• Task goal
Write out the seminar notice word for word, from "Posts Tagged ‘Seminar’" up to and including "dramaturg and academic.".

• Text to read
┏━━
Out of the Wings

Posts Tagged ‘Seminar’

Dramaturgy on the Edge: A Dialogue Between Australia and Northern Ireland

12 May 2010

Dramaturgy on the Edge: A Dialogue Between Australia and Northern Ireland

Friday 2nd July 2010, 2- 5pm

Brian Friel Theatre, Drama and Film Centre, Queen’s University Belfast

The discussion will be chaired by Professor Mary Luckhurst, playwright, director, dramaturg and academic.

Speakers:

  • Dr Peter Eckersall, Associate Professor in Theatre Studies, The University of Melbourne and dramaturg with not yet it’s difficult performance company.
  • Hanna Slattne, dramaturg with Tinderbox Theatre Company, Belfast and founder member of UK Dramaturgs’ Network.
┗━━
• Information shown
┏━━
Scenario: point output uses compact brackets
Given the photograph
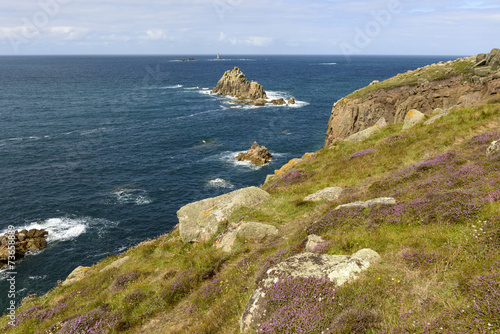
┗━━
• Output of the task
Posts Tagged ‘Seminar’

Dramaturgy on the Edge: A Dialogue Between Australia and Northern Ireland

12 May 2010

Dramaturgy on the Edge: A Dialogue Between Australia and Northern Ireland

Friday 2nd July 2010, 2- 5pm

Brian Friel Theatre, Drama and Film Centre, Queen’s University Belfast

The discussion will be chaired by Professor Mary Luckhurst, playwright, director, dramaturg and academic.